Given text:
· · ·
I can't image a company like Fuente would stand for anything less than the best. It may not do anything but at least you would have tried to let them know of an issue, especially since I doubt you're the first to have issues with the lighter.


----------



## smelvis (Sep 7, 2009)

piperdown said:


> Dave, not sure how to go about it but if possible you should let Fuente know about the issue with the lighters.
> I can't image a company like Fuente would stand for anything less than the best. It may not do anything but at least you would have tried to let them know of an issue, especially since I doubt you're the first to have issues with the lighter.


Good idea, maybe call the tampa store? Thanks!


----------



## piperdown (Jul 19, 2009)

smelvis said:


> Good idea, maybe call the tampa store? Thanks!


Yeah. Call and send an email with the problems you've had. It can't hurt and if you sent them pics of your stash explaining the shear VOLUME of Fuentes you had it might make them take notice!


----------



## smelvis (Sep 7, 2009)

piperdown said:


> Dave, not sure how to go about it but if possible you should let Fuente know about the issue with the lighters.
> I can't image a company like Fuente would stand for anything less than the best. It may not do anything but at least you would have tried to let them know of an issue, especially since I doubt you're the first to have issues with the lighter.


I have Twice and nothing not even a reply, if Darlene was still there this would have been fixed. :thumb:

I am about ready to bite my nose off to spite my face, Yes silly but F*ck it, I may very soon have 800 plus ++ Fuentes for sale they are already mixed in my samplers I have been selling. I like my Fuentes but I have been increasing my Cubans at a pretty good rate anyway why not go farther.
· · ·
Provided information:
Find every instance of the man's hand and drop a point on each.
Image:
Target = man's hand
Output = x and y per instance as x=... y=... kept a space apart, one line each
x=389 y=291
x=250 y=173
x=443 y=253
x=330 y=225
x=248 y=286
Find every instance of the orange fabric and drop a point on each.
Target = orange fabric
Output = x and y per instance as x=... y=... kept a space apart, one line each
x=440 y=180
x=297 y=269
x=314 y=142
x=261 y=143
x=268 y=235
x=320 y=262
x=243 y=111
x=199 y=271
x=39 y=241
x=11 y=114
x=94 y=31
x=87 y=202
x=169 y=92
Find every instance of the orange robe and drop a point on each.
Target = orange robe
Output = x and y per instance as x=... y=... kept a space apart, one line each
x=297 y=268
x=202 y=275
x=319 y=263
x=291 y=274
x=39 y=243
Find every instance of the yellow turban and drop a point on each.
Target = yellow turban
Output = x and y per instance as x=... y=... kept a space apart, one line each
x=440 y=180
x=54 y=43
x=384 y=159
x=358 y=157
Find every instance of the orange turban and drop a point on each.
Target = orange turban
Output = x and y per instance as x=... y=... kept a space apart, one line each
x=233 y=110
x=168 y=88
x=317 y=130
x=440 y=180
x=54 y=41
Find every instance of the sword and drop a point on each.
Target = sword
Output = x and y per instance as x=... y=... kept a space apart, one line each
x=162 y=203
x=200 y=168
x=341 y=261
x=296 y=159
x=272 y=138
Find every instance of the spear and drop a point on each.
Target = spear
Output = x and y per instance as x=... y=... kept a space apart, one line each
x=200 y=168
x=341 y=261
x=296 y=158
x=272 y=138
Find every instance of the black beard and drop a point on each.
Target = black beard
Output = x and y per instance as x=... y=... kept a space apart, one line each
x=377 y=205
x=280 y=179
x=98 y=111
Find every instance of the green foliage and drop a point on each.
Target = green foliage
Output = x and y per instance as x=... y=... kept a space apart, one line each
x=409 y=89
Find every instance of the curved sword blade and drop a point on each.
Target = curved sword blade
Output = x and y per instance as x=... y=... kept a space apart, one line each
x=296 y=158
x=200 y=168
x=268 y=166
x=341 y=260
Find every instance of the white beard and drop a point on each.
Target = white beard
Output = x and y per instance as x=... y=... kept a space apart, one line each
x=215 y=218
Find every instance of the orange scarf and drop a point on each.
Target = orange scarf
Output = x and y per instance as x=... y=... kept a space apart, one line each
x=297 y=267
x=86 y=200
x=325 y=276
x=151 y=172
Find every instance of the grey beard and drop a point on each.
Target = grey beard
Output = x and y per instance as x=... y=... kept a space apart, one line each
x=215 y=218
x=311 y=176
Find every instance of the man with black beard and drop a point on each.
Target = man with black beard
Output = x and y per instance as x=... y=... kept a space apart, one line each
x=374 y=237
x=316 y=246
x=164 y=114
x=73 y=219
· · ·
Work instructions:
1) Write out the part of the cigar forum thread that opens with the words containing "Yeah. Call and" and closes with "them take notice!", word for word.
2) Please continue the cigar forum thread from the point where it stops.
The data comes from a separate source.

Answers below:
1)
Yeah. Call and send an email with the problems you've had. It can't hurt and if you sent them pics of your stash explaining the shear VOLUME of Fuentes you had it might make them take notice!

2)
Don't be surprised if my samplers are Fuentes heavy. I am pretty pissed over this Prometheus is suppose to be a good name and if the Fuentes family won't help I can easily go without their cigars. shit I could make a fortune selling what I have and replace with Cubans which I have been enjoying more and more anyway.

One sampler was a gift for a very good friend he doesn't care but I do, If two out of three Lost City sets with Prometheus lighters that did not work BRAND NEW can't be fixed by Fuentes the most popular manufacturer I know of then well heck with them I have dozens of cigars I enjoy very much!

Please don't tell me to calm down or anything I have been working on this long enough to have earned the right to be pissed. If I decide to not buy Fuentes even though I love them I will do it and you will benefit as you all know I sell for less than I pay. yes I was a finance major 

Stay tuned :nono: :thumb: :bolt:

Yes I was and am venting but venting with a plan, I gave them multiple chances to help me fix this it is now their fault if they won't help stand behind their product no matter how well we like them it is poor business. The Fuentes have to be held to the same standard we hold others to, they had there chance and chose to ignore me, and yes I know they got the messages as I have talked and emailed with them a huge amount of times. and yes I was very polite!!!

Please no questions.

Thanks for letting me get pissy!

Dave


----------



## Cigary (Oct 19, 2007)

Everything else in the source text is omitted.